* _DOCUMENT EXTRACT_:
>>
There have been only 23 births in 28 months of the three-year home-birth trial being run out of Canberra Hospital, prompting criticism that it is too restrictive and the criteria needs to be relaxed.
The Greens, which had concerns from the beginning that the trial would be too restrictive, say it should be reassessed so that it can proceed under different conditions.
First-time mothers and those living outside of the hospital catchment area are ineligible, and women are not allowed to give birth in water.
Submissions from the Australian College of Midwives (ACT) and the Primary Home Birth Midwives at Centenary Hospital for Women and Children both say the trial, which began in October 2016, is inadequate and restrictive.
The Primary Home Birth Midwives say other home birth programs are more liberal, and warn against over-restricting a service.
“When women cannot access care that meets their needs, they are more likely to look at alternative options, which may include disengaging from services altogether and free birthing. The other alternative is that we force women to seek private midwifery services which can cost them thousands of dollars out of pocket,” the submission said.
They say the trial’s catchment area is also smaller than most others and unnecessary in a city with an excellent road system and ambulance service.
The midwives fear the limitations of the trial threaten its viability as a body of evidence.
<<
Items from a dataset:
>>
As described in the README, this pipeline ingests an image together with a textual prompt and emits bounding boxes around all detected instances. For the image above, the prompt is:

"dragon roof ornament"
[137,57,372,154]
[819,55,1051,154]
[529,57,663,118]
<<
>>
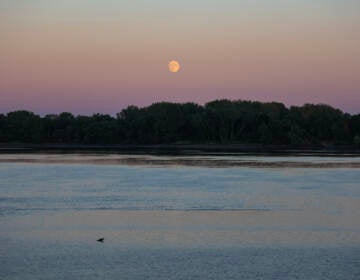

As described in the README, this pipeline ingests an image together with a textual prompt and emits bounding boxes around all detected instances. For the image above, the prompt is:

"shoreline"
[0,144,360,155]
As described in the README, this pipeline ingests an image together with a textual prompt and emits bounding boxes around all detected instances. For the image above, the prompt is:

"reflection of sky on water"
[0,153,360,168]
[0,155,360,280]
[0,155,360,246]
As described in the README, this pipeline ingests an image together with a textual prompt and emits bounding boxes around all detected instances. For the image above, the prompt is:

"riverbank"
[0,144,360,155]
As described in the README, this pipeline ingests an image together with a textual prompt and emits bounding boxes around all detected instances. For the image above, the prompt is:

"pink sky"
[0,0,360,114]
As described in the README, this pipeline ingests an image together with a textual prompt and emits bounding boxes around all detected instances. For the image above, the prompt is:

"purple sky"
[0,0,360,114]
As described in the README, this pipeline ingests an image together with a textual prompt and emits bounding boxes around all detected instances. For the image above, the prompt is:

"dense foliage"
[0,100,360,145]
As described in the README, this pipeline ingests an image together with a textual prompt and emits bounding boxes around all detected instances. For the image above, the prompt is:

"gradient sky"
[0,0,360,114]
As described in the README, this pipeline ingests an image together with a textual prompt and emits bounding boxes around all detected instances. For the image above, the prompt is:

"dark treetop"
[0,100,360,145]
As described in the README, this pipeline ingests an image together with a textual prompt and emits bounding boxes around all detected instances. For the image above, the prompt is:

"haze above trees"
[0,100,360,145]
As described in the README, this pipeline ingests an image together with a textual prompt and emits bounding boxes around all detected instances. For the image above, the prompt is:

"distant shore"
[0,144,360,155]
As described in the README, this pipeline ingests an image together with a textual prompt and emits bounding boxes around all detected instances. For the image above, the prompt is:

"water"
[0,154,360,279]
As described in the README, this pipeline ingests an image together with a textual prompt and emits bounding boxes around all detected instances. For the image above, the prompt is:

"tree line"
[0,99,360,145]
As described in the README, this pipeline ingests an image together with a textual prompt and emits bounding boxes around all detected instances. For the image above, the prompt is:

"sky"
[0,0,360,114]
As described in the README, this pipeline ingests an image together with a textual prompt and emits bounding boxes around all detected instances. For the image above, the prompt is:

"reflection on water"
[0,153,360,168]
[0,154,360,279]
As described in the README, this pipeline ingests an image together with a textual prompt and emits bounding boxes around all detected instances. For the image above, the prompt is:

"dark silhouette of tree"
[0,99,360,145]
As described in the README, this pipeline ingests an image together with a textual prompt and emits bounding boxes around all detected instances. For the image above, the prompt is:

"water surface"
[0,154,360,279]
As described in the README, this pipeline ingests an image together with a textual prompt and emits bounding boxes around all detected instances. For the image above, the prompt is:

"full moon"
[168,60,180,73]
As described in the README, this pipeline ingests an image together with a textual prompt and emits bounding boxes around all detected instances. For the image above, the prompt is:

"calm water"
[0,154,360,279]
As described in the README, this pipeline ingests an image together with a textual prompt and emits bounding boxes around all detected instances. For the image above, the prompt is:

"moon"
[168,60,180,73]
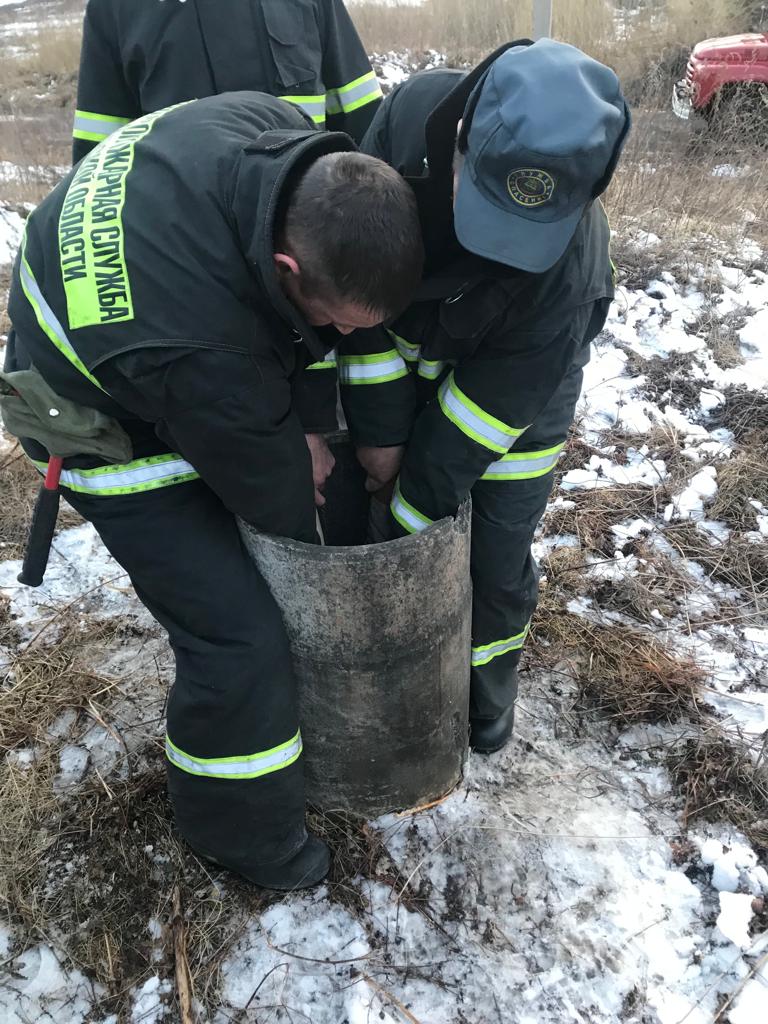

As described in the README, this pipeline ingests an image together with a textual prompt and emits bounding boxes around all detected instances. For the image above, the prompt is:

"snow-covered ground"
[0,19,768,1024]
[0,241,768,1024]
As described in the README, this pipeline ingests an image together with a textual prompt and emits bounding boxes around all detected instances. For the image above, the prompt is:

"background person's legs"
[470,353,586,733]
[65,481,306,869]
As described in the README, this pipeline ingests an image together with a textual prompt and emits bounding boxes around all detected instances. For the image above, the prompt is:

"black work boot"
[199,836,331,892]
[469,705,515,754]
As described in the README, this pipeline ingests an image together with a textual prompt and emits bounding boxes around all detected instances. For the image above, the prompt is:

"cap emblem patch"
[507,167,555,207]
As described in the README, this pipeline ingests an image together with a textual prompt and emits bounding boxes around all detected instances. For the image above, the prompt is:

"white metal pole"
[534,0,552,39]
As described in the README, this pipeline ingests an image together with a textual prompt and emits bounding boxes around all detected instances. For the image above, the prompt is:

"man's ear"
<<
* _WHAT THIS TASK INVOLVES_: Decide whether each statement below agrees with the article on the Canberra home-birth trial, answering yes or no and quoting the deciding words of the article. 1. The trial began in October 2016. 2. First-time mothers are eligible for the trial. 3. The catchment area of the trial is larger than most others.

* _WRITTEN RESPONSE_:
1. Yes: "which began in October 2016"
2. No: "First-time mothers and those living outside of the hospital catchment area are ineligible"
3. No: "the trial’s catchment area is also smaller than most others"